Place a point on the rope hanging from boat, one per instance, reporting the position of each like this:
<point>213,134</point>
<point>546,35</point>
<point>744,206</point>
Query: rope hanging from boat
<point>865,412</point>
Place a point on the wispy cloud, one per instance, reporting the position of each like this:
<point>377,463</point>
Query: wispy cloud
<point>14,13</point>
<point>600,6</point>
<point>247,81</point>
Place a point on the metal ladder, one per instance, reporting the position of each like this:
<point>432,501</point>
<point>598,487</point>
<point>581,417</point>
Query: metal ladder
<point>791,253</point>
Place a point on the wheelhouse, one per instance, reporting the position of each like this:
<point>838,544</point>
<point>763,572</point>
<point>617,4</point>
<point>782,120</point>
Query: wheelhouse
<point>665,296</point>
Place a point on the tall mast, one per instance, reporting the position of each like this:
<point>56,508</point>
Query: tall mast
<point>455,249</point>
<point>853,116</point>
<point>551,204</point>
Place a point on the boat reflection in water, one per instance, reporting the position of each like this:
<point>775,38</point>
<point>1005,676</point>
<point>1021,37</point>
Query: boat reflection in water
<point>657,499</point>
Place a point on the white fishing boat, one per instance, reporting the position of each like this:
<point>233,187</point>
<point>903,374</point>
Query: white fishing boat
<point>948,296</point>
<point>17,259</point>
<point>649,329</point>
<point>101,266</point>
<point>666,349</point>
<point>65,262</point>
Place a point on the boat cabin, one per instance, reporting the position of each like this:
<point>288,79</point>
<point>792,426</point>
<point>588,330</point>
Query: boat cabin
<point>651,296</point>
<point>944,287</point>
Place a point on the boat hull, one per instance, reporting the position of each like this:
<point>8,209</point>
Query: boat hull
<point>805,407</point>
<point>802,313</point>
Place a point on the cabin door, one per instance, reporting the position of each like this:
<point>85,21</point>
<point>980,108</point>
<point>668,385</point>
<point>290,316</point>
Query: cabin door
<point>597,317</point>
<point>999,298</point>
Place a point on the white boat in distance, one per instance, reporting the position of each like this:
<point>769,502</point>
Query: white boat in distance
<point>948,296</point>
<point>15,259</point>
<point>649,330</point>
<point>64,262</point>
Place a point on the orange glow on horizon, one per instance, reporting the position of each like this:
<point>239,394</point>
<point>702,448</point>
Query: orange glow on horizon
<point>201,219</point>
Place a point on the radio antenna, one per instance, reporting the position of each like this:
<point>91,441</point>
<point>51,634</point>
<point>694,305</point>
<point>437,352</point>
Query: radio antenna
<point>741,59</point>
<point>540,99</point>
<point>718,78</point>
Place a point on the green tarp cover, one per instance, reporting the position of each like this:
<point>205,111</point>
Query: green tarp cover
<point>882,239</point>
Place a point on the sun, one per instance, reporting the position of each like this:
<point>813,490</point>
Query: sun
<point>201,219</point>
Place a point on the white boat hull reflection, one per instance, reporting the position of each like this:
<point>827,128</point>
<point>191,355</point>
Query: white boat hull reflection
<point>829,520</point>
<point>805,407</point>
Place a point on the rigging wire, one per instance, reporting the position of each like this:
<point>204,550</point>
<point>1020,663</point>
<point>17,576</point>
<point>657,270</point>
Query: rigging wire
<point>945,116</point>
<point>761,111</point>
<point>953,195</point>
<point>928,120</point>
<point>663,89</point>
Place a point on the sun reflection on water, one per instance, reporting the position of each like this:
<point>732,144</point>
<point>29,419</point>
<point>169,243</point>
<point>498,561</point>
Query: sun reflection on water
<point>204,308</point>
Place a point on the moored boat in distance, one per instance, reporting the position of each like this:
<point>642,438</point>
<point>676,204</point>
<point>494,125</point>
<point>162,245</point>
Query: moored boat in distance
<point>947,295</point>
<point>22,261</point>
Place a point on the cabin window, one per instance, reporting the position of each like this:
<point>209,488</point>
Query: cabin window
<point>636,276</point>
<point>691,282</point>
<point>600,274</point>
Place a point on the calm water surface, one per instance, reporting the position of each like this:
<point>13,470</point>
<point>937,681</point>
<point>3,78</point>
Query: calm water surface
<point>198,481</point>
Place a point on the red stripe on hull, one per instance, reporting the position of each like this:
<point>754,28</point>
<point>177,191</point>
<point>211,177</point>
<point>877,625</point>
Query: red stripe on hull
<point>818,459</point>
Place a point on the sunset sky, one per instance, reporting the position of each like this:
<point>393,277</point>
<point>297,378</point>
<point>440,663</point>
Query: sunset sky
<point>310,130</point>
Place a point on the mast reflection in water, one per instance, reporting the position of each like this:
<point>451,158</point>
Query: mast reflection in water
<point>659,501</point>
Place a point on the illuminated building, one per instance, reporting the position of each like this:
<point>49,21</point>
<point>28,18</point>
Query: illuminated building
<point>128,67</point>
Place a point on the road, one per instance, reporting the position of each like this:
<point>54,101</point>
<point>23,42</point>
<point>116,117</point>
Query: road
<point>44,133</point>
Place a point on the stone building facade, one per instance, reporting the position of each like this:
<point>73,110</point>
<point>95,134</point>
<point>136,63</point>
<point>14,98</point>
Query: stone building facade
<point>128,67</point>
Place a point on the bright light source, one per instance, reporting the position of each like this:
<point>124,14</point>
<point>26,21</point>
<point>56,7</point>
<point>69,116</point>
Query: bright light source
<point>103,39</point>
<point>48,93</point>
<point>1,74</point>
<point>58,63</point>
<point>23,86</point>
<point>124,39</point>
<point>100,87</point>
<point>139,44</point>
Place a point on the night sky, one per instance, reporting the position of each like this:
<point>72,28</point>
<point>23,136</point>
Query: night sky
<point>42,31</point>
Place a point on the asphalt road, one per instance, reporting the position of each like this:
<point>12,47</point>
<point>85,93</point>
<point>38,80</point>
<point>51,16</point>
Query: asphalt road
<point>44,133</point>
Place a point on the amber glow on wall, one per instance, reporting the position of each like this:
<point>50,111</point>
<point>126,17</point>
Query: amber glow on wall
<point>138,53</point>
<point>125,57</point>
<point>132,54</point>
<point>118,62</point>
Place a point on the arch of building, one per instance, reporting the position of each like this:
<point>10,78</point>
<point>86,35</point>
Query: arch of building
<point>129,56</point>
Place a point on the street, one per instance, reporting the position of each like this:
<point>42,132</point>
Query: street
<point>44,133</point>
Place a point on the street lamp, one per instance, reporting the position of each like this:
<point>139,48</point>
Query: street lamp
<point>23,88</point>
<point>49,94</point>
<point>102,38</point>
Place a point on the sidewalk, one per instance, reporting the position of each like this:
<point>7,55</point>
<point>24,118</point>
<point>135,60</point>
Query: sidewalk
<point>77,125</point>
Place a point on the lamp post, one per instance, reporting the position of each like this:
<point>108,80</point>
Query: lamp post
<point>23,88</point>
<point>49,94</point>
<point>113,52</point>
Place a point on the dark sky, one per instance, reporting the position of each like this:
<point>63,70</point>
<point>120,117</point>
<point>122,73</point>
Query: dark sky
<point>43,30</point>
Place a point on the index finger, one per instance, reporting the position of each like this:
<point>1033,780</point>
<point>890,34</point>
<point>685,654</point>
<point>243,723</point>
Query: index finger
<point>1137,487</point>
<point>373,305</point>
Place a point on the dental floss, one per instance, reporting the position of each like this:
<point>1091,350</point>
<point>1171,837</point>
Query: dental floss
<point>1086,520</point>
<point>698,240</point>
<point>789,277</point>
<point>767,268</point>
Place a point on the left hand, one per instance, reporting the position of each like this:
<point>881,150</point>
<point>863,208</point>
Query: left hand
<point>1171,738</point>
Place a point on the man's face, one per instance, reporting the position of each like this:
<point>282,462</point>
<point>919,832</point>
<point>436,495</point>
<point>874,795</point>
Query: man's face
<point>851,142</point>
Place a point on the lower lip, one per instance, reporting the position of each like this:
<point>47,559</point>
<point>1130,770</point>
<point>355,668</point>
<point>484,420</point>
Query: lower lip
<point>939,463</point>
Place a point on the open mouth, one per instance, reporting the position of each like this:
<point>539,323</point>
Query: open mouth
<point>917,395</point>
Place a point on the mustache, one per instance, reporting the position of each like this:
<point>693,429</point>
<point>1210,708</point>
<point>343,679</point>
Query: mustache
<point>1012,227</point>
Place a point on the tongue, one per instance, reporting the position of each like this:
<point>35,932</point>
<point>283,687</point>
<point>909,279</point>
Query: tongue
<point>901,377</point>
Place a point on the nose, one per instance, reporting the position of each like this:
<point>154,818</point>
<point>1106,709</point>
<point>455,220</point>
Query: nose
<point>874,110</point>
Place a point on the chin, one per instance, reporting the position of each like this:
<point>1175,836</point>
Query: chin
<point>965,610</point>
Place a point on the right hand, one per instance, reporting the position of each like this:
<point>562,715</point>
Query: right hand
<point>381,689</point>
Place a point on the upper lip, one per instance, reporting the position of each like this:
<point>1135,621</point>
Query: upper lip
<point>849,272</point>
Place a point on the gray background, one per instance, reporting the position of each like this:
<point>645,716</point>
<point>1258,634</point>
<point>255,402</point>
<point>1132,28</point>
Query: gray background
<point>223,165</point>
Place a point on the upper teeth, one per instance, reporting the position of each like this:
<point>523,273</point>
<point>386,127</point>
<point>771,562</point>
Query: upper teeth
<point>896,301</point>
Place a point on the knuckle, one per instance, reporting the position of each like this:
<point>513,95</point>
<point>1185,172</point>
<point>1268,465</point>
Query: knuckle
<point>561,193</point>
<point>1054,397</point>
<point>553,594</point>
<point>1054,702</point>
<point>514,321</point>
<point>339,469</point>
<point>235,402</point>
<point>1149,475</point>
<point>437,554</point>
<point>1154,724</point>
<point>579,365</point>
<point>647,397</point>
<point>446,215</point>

## Exercise goal
Where the listing above has a line with "<point>838,544</point>", start there, and output every line exactly through the line with "<point>91,441</point>", which is also included.

## Task response
<point>838,544</point>
<point>763,572</point>
<point>617,4</point>
<point>782,120</point>
Query: wheelhouse
<point>665,296</point>
Place a point on the tall mast, one per instance, reporting the position of each like this:
<point>56,508</point>
Query: tall mast
<point>455,249</point>
<point>853,116</point>
<point>551,204</point>
Place a point on the boat reflection in water, one per instance, reporting the position of each like this:
<point>775,38</point>
<point>1005,676</point>
<point>1021,37</point>
Query: boat reflection in water
<point>657,499</point>
Place a point on the white fishing boat, one per instance, reporting the position of each like this:
<point>233,187</point>
<point>903,374</point>
Query: white fishing boat
<point>948,296</point>
<point>17,259</point>
<point>649,329</point>
<point>101,266</point>
<point>666,349</point>
<point>65,262</point>
Place a point on the boat cabin, one per instance, reporting the position of each like this:
<point>288,79</point>
<point>792,426</point>
<point>588,330</point>
Query: boat cabin
<point>651,296</point>
<point>944,287</point>
Place a point on the boat hull, one per instance, reporting the position of each like this:
<point>8,209</point>
Query: boat hull
<point>805,407</point>
<point>802,313</point>
Place a point on the cabin door, one per instance, reporting the position of each like this:
<point>85,21</point>
<point>980,108</point>
<point>668,385</point>
<point>290,316</point>
Query: cabin door
<point>597,317</point>
<point>999,298</point>
Place a point on the white boat in distance, one per instance, reporting the position of each like this:
<point>769,502</point>
Query: white boat in distance
<point>948,296</point>
<point>15,259</point>
<point>649,330</point>
<point>64,262</point>
Place a point on the orange glow on horizon, one per instance, reporting the position of each like this:
<point>239,394</point>
<point>702,448</point>
Query: orange glow on horizon
<point>201,219</point>
Place a point on the radio antenna, one per instance, reporting the position of each like this:
<point>91,441</point>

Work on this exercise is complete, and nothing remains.